>> begin Extracted text
# Downton Abbey (especially WGBH viewers)



## ThePennyDropped (Jul 5, 2006)

This morning I noticed that an episode of Downton Abbey had recorded last night at midnight. When I looked at the description, the plot appeared to be that of the new episode that I expected to air tonight at 9:00. Scanning through the episode, I recognized it as last week's.

Since my season pass is set for New Episodes Only, the incorrect guide data that let last week's episode record again last night, prevented tonight's actual new episode from be scheduled to record. Even if you don't have your TiVo set for New Episodes only, the identical guide data for last night's midnight showing and tonight's new episode will likely prevent your TiVo from recording tonight's episode under the 28 day rule.

So if you have a season pass for Downton Abbey, check to confirm that tonight's new episode is in your "to be recorded" list.

(This was for Downton Abbey being recorded from WGBH in Boston via Comcast channel 802.)


----------



## nirisahn (Nov 19, 2005)

Our station (KRMA-Denver) is airing two episodes baci-to-back. My season pass did pick it up.


----------



## ThePennyDropped (Jul 5, 2006)

WGBH is also showing two episodes back to back tonight. Last week's at 8:00, this week's at 9:00. The problem is that they also aired last week's episode at midnight last night, but the guide data incorrectly listed it as tonight's new (9:00) episode, so my TiVo thinks it already recorded it. Probably only a problem for people recording the feed from WGBH.
>> end Extracted text
>> begin Recorded data
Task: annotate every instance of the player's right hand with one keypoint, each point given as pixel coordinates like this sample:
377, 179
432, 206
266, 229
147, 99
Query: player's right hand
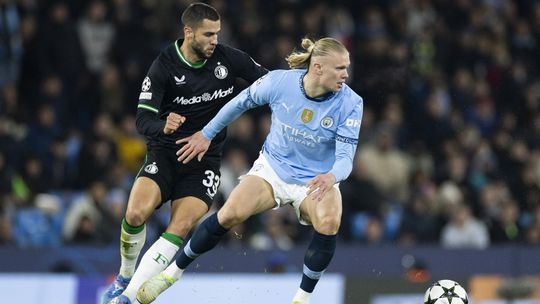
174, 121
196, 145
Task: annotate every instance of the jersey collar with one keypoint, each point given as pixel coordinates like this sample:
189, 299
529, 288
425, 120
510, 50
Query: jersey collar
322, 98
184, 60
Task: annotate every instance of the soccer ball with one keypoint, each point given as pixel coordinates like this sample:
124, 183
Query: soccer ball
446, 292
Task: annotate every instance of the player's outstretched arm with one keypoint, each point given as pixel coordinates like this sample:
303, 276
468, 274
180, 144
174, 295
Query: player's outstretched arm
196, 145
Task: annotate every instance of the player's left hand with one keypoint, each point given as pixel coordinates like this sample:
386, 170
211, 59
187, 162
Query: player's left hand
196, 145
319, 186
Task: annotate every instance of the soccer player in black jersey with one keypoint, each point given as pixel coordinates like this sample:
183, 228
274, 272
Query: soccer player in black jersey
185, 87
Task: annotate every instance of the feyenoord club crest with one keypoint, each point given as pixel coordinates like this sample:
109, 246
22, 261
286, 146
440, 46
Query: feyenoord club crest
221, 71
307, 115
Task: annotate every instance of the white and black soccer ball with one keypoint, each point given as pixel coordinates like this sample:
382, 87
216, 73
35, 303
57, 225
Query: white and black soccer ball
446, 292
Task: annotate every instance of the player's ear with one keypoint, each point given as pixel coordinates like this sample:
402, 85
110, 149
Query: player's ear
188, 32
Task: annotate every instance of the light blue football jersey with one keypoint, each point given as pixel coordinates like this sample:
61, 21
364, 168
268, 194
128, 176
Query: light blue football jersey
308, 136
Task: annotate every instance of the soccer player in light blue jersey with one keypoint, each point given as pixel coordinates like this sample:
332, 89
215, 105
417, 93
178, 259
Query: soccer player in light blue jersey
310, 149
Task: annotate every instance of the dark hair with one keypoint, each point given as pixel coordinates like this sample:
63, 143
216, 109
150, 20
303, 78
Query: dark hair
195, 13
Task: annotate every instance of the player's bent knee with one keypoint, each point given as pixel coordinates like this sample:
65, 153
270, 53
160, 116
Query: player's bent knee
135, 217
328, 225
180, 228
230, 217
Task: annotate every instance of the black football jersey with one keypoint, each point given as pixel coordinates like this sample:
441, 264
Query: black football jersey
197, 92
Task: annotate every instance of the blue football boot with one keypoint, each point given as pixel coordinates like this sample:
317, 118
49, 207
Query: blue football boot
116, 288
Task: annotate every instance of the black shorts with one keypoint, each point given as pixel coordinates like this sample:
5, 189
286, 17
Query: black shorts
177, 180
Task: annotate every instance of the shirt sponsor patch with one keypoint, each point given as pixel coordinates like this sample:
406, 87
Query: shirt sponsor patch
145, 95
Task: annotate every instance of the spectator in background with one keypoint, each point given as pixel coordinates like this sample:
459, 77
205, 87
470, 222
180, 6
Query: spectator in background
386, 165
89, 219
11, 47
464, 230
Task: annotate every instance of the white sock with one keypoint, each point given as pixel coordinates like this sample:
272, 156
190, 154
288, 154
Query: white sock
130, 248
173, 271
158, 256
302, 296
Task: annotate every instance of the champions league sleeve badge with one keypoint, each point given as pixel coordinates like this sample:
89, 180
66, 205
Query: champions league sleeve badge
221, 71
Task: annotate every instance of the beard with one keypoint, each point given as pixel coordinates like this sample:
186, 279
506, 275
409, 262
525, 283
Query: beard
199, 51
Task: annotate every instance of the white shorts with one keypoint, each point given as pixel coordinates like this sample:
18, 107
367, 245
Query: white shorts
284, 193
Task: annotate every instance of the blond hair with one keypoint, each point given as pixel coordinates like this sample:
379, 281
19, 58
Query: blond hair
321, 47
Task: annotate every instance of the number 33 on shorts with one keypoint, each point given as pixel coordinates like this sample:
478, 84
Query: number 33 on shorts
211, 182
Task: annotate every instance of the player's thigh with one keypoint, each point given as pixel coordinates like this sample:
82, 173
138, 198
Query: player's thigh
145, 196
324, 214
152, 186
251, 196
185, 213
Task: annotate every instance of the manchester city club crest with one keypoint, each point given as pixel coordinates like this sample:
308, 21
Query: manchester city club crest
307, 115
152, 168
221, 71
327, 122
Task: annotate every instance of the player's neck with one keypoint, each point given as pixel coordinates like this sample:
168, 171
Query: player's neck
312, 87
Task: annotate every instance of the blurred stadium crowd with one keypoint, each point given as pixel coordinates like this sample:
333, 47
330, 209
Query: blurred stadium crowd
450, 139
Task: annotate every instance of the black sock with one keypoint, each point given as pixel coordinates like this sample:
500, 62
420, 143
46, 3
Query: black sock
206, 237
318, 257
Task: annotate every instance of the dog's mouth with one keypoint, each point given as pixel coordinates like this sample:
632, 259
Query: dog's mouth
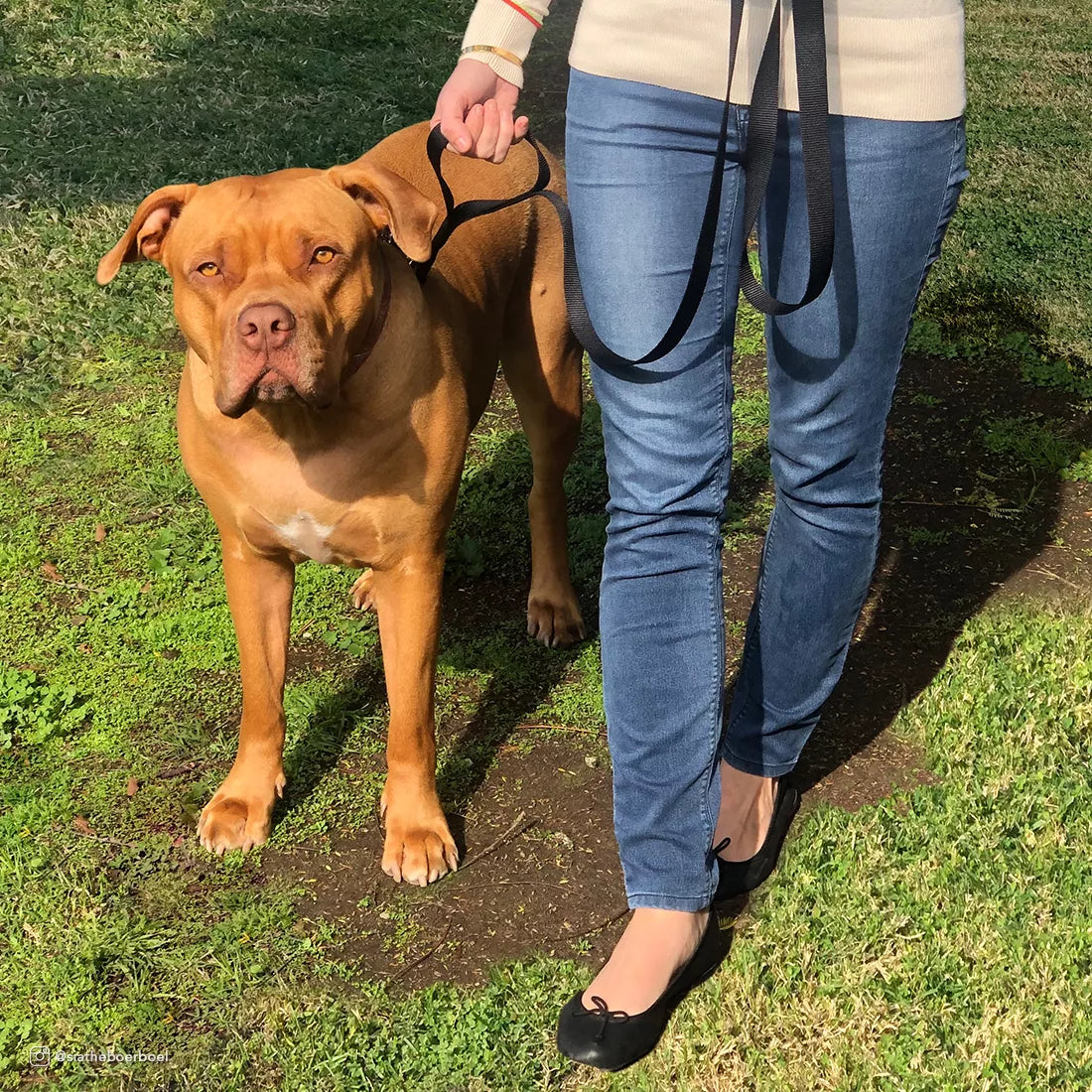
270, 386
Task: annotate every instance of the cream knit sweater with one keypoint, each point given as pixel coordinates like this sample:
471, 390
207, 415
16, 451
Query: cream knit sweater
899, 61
>> end Recorded data
>> begin Recorded data
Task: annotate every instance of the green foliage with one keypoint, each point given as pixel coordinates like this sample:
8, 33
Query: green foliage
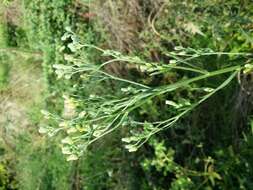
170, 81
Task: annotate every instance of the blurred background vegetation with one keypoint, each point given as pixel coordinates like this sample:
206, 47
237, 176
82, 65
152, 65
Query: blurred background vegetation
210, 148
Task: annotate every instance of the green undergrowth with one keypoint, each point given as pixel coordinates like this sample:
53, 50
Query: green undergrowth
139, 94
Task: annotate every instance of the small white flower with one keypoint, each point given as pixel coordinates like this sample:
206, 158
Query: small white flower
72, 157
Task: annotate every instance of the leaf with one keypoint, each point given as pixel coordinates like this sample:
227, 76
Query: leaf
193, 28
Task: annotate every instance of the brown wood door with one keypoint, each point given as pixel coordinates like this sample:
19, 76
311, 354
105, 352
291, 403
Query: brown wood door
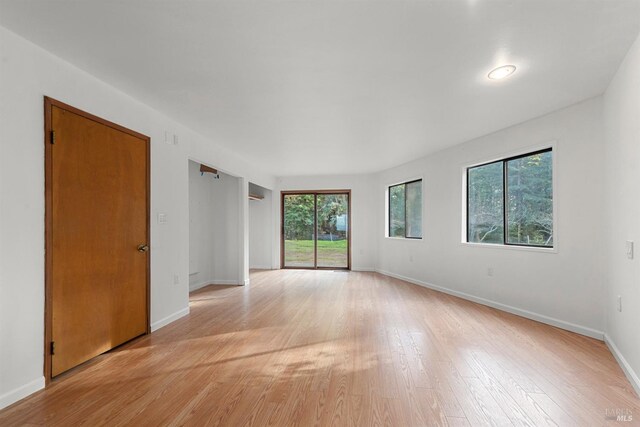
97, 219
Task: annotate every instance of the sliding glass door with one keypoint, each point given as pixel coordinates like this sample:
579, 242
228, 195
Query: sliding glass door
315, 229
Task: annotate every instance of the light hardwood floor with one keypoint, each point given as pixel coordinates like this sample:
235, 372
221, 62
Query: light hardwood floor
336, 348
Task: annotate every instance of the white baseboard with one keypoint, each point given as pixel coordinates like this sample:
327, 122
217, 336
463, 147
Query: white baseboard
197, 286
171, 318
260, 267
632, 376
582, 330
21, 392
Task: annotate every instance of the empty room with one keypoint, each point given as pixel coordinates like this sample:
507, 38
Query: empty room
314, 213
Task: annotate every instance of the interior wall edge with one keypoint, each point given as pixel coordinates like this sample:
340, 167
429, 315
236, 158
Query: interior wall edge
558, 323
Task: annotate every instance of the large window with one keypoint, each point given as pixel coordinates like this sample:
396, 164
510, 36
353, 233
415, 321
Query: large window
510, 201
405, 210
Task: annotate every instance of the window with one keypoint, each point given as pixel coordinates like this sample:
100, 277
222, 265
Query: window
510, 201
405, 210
>> end Recorded data
▶ **Aim of the task**: Can you give the Downton Abbey forum thread again, beginning at the words "Since my season" and stopping after "pick it up.", with "Comcast" swapped for "Xfinity"?

▶ **The answer**:
Since my season pass is set for New Episodes Only, the incorrect guide data that let last week's episode record again last night, prevented tonight's actual new episode from be scheduled to record. Even if you don't have your TiVo set for New Episodes only, the identical guide data for last night's midnight showing and tonight's new episode will likely prevent your TiVo from recording tonight's episode under the 28 day rule.

So if you have a season pass for Downton Abbey, check to confirm that tonight's new episode is in your "to be recorded" list.

(This was for Downton Abbey being recorded from WGBH in Boston via Xfinity channel 802.)


----------



## nirisahn (Nov 19, 2005)

Our station (KRMA-Denver) is airing two episodes baci-to-back. My season pass did pick it up.